Data entries:
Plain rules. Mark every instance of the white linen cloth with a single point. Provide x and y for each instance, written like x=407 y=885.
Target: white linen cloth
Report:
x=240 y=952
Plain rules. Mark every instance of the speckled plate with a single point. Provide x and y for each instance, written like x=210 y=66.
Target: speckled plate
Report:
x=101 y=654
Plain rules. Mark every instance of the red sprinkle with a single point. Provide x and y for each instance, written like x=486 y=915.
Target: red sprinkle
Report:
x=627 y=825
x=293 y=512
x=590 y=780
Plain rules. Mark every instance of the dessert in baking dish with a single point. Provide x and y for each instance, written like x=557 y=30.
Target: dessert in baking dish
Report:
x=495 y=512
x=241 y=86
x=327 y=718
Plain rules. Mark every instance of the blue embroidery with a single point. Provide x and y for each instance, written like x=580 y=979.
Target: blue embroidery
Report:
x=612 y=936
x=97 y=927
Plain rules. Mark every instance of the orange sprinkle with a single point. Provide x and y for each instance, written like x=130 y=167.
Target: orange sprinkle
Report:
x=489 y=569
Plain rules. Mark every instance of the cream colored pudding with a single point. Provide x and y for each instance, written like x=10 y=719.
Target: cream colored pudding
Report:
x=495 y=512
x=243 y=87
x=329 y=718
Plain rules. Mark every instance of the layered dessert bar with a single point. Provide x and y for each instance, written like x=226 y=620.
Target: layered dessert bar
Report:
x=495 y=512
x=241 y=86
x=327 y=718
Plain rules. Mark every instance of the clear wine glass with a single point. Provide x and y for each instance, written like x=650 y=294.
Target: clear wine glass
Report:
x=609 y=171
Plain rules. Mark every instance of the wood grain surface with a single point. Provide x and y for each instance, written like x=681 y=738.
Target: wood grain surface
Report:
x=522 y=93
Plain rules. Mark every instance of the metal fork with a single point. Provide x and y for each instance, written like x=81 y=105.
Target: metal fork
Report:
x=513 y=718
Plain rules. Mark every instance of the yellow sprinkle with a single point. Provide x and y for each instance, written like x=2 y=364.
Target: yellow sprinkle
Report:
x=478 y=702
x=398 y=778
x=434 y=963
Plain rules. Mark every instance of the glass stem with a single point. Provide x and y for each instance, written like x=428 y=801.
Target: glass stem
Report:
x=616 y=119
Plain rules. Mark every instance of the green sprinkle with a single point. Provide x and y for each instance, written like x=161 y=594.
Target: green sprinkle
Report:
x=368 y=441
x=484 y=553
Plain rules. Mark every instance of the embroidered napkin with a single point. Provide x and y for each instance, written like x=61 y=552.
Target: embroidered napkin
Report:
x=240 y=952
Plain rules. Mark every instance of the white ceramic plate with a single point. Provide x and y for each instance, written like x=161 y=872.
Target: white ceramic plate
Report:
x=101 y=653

Your objective:
Extract exactly the lines between the line containing "Plain rules. Mark every instance of the clear" and the end of the data, including both.

Solution:
Plain rules. Mark every instance of the clear wine glass with a single point. Provide x and y for each instance, written like x=650 y=294.
Target: clear wine glass
Report:
x=609 y=171
Plain rules. Mark every instance of the wood grain surface with a single point. Provide x and y for each instance, written like x=681 y=738.
Target: wood grain surface
Report:
x=522 y=93
Plain rules. Mark every instance of the metal fork with a single point. Provide x and y for each instance, written like x=81 y=105.
Target: metal fork
Report:
x=513 y=718
Plain rules. Mark every instance of the yellow sprinkle with a single point. Provide x and y for each instance, written like x=2 y=364.
Target: yellow sprinkle
Report:
x=478 y=702
x=398 y=778
x=434 y=963
Plain rules. Mark every instance of the glass stem with a single point. Provide x and y for each instance, written like x=428 y=801.
Target: glass stem
Report:
x=616 y=119
Plain rules. Mark every instance of the green sprinkle with a single point. Provide x and y for each instance, written like x=161 y=594.
Target: green sprinkle
Report:
x=368 y=441
x=484 y=553
Plain rules. Mark every instance of the embroidered napkin with a single point. Provide x and y for each instance, written like x=61 y=552.
Target: embroidered napkin
Report:
x=240 y=952
Plain rules. Mark every instance of the white ceramic plate with a single point. Provide x and y for each instance, written like x=161 y=872.
Target: white ceramic plate
Report:
x=101 y=653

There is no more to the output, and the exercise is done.